■ WORK ITEM
List every patient named in the biography of surgeon John William Thomson-Walker below.

■ PROVIDED PASSAGE
⁂

Sir John William Thomson-Walker, OBE, DL, FRCS (born 6 Aug. 1871, died 5 Oct. 1937, aged 67) was a Scottish surgeon,[1] [2] Hunterian Professor of Surgery at the Royal College of Surgeons of England and a leader in the field of urology. He was knighted in 1922, was President of the Urology Section of the Royal Society of Medicine in 1922, president of the Medical Society of London in 1933[3] and president of the Société internationale d'Urologie Congress in 1933.[4]
Thomson-Walker was born in Newport-on-Tay, Fife, Scotland and was educated at the High School of Dundee, The Edinburgh Institution and Edinburgh University where he obtained his medical degree.[5] He did post graduate work in Jena, Germany, and Vienna, Austria where he became interested in urology.[6] [3] He joined St Peter's Hospital for Stone[7] in London in 1905 and also worked at the Cancer Laboratories of the Middlesex Hospital.[4]
He was a Surgeon Lieutenant to the East London (Tower Hamlets) Royal Engineers (Volunteers) from April 1902. During the First World War, with the rank of captain, he was consulting urologist to King George V Red Cross Hospital, King Edward VII Hospital for Officers, and the Star and Garter Home for disabled soldiers.[3] Treatment of wounded soldiers convinced him that there was a high chance of infection and death, when "spinal bladders" were treated by catheterisation. He promoted widely instead the early use of cystoscopy which dropped deaths from 80 to 20%.[6] With his surgical skill he was able to reduce the mortality rate of prostate removal from the previous high rate down to 2%.[3] He treated Philip Snowden, 1st Viscount Snowden, David Lloyd George, Robert Baden Powell, and the first Lord French.[6] [4]
He married Isabella Nairn, daughter of Sir Michael Nairn, 1st Baronet in 1909 and had a son and daughter by her.[3]
As well as a surgeon he also was a passionate collector of prints and throughout his lifetime, he amassed a collection of engraved portraits of medical men., in his will he bequeathed this collection to the University of Edinburgh "in the hope of encouraging the study of the history of medicine on which this great medical school has had such a profound and lasting influence". The collection came to the University in 1939. and is composed of more than 3,000 prints.[8]

⁂

■ LISTED RECORDS
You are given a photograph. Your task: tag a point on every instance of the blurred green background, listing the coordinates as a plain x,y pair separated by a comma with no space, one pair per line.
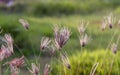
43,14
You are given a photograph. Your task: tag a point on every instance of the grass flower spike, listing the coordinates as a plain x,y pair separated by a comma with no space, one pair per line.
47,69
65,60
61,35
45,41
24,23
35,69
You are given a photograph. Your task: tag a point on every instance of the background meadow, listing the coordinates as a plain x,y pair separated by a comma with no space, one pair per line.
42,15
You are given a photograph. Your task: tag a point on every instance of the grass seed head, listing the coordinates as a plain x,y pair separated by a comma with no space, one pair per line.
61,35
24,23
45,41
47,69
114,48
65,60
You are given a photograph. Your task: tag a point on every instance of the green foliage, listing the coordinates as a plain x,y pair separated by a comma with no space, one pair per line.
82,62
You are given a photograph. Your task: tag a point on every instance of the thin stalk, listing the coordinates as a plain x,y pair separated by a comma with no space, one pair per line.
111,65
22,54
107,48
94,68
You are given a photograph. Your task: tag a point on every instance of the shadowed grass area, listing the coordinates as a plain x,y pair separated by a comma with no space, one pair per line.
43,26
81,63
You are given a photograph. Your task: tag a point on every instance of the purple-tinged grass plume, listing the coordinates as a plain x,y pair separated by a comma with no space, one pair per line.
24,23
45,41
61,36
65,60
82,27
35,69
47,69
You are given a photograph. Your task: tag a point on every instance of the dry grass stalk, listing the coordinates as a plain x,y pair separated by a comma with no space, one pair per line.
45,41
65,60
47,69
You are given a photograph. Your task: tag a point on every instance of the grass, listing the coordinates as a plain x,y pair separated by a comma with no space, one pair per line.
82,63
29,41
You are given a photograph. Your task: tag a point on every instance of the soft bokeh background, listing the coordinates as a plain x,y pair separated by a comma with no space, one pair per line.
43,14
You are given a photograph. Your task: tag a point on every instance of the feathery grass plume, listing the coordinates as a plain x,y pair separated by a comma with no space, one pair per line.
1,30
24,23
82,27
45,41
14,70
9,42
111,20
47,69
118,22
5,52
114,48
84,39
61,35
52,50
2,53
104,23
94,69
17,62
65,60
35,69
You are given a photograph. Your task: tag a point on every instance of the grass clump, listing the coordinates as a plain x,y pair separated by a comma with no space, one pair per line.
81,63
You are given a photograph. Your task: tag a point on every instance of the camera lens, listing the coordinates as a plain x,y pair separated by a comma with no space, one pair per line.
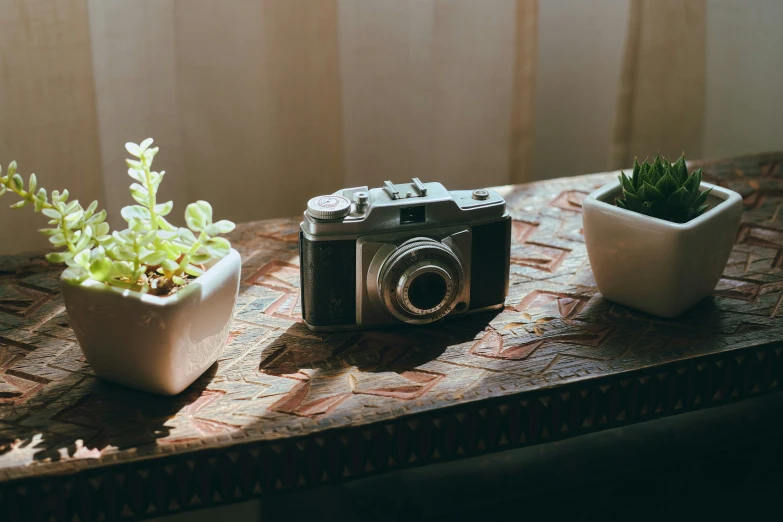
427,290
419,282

⁂

■ RESPONSE TO THIS EXERCISE
Philip Snowden, 1st Viscount Snowden; David Lloyd George; Robert Baden Powell; the first Lord French